Dataset records
════════

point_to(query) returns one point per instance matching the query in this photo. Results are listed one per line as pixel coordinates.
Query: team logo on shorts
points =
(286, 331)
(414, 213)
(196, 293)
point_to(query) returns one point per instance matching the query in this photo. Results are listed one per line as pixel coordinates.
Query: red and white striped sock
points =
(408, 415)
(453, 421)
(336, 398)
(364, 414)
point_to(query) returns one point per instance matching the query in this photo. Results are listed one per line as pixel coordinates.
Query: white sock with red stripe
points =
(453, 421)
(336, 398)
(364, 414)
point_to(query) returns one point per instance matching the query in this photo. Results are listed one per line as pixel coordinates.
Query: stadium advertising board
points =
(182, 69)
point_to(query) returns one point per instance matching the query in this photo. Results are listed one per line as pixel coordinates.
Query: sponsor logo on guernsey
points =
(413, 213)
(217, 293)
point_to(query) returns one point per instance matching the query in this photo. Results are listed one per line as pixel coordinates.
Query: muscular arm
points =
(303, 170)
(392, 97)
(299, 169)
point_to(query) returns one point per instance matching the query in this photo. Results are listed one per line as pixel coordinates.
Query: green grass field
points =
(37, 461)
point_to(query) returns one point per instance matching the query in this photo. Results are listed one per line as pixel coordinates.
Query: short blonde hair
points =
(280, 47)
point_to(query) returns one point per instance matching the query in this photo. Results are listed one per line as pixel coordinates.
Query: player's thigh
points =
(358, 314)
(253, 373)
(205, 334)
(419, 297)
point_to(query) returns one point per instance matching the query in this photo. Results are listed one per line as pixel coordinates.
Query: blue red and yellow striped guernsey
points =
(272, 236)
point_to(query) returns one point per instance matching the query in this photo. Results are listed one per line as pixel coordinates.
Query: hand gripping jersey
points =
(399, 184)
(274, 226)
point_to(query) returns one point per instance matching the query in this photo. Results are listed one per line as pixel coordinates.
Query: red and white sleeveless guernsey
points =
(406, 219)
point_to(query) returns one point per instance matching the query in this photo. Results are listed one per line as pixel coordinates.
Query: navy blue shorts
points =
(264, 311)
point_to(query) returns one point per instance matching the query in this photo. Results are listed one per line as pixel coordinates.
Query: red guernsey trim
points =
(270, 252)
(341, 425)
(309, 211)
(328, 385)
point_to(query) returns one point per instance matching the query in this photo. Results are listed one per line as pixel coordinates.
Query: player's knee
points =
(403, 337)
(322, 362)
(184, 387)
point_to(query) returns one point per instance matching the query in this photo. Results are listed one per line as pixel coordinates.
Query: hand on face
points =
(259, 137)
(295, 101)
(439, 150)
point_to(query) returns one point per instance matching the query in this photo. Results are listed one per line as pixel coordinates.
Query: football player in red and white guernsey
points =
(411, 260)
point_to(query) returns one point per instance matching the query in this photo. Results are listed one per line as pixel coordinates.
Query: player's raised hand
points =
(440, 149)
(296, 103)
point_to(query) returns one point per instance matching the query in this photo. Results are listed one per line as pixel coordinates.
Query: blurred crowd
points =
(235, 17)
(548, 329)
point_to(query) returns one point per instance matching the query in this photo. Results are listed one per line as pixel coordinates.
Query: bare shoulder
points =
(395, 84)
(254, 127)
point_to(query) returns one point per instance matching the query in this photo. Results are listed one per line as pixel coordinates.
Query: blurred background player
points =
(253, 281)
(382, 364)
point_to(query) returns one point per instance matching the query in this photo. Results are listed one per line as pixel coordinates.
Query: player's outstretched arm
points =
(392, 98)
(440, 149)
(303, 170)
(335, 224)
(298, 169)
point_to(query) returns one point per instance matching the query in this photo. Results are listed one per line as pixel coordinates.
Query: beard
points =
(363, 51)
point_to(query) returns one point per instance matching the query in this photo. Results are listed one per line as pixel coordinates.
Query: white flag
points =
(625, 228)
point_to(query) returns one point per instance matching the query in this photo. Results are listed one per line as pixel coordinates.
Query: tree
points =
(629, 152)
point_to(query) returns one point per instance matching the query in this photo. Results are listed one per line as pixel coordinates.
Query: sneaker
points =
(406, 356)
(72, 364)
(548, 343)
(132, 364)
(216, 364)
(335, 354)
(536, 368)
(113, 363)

════════

Every line of the material must be returned exactly as it appears.

point_to(query) returns one point per instance matching the query in this photo. Results are listed one per line as pixel coordinates.
Query: team logo on shorts
points =
(286, 331)
(414, 213)
(196, 293)
point_to(query) returns one point per instance matching the query in this photo. Results are listed one per line as pixel coordinates.
Query: red and white striped sock
points =
(408, 415)
(453, 421)
(336, 398)
(364, 414)
point_to(query) returns one point per instance matching the query in this photo. Results are listed one per line as pixel coordinates.
Query: white sock with red stripe
points =
(453, 421)
(336, 398)
(364, 414)
point_to(query) returns one point per instance matching the query in this photo. Results are listed one per line as pixel coordinates.
Query: stadium advertising board
points =
(182, 69)
point_to(query) returns one point per instance matching the query in this photo. Results are listed one per line as pixel coordinates.
Query: sponsor logo on guernsey
points =
(413, 213)
(217, 293)
point_to(query) returns one point per instance matching the query in this photo. Results are listed one per line as pixel coordinates.
Query: muscular arm
points =
(303, 170)
(392, 97)
(299, 169)
point_to(query) returns one point per instance matching the query in this photo. Results are listed one per line as pixel coordinates.
Query: green grass field
points =
(37, 461)
point_to(query) returns one point per instance matching the query in this photo. Results are listed one per line as pixel coordinates.
Query: short blonde hair
points =
(280, 47)
point_to(query) returns one point per instance matching the query in this photo. Results are listed one per line as pixel coordinates.
Query: player's thigh
points =
(358, 314)
(253, 373)
(205, 334)
(419, 297)
point_to(query) returns one point per instance matching the query in this photo. Results are listed one per line as pixel coordinates.
Query: blue red and yellow striped guernsey
points =
(272, 236)
point_to(query) returns one point per instance matching the query in this photo. Results are listed one per line as pixel coordinates.
Query: hand gripping jersey
points =
(399, 184)
(274, 226)
point_to(query) returns one point per instance matching the query in this photo. Results are listed one per line as pixel coordinates.
Query: red and white sleeveless guernsey
points =
(406, 219)
point_to(query) returns one point per instance matching the query in this photo. Results are listed one per line as pixel coordinates.
Query: navy blue shorts
points =
(264, 311)
point_to(query) returns one point per instance matching the query in this photo. Results are listed one per line as pixel coordinates.
Query: red guernsey trim
points =
(270, 252)
(341, 425)
(309, 211)
(328, 385)
point_to(query) returns one point per instance matching the query in this photo. Results are listed one per line as pixel coordinates.
Query: player's knee
points =
(403, 337)
(322, 362)
(184, 387)
point_to(query) returns one point per instance matching the query in this photo. Results are listed one per line as pixel coordinates.
Query: hand on face
points =
(259, 137)
(295, 101)
(439, 150)
point_to(query) returns one point per instance matching the query in this photo. Results are listed one per line as pixel coordinates.
Query: football player in red and white guernsey
points =
(411, 260)
point_to(query) returns one point per instance matching the query in this photo. Results are listed one per line as pixel coordinates.
Query: player's raised hand
points =
(440, 149)
(296, 103)
point_to(query) returns one point per instance matching the query in this photo. Results are listed one per line as pixel coordinates.
Query: blurred crowd
points =
(235, 17)
(548, 329)
point_to(query) returns one point per instance matching the query in this photo. Results are listed one per line as pixel coordinates.
Query: bare shoulder
points =
(395, 84)
(254, 127)
point_to(query) returns one point per instance matching the query in this photo. Results are listed one per line as pixel coordinates.
Query: blurred background player
points =
(253, 281)
(382, 364)
point_to(query) returns one point per instance matching the query in this photo. Results are listed one per line as pixel coordinates.
Query: player's outstretched arm
points =
(392, 98)
(440, 149)
(303, 170)
(335, 224)
(298, 169)
point_to(query) returns one point per instance matching the query in this photo. Results are listed one per line as pixel coordinates.
Query: beard
points =
(363, 51)
point_to(query) returns one point per instance matching the query in this photo. Results are listed one per line as pixel coordinates.
Query: white flag
points =
(625, 228)
point_to(query) returns one point per instance matching the query in this photo. Results are listed one per line as pixel coordinates.
Query: tree
points =
(629, 152)
point_to(query) returns one point per instance matching the query in this photo. Results are listed one per line as pixel coordinates.
Query: sneaker
points =
(406, 356)
(72, 364)
(548, 343)
(132, 364)
(216, 364)
(335, 354)
(536, 368)
(113, 363)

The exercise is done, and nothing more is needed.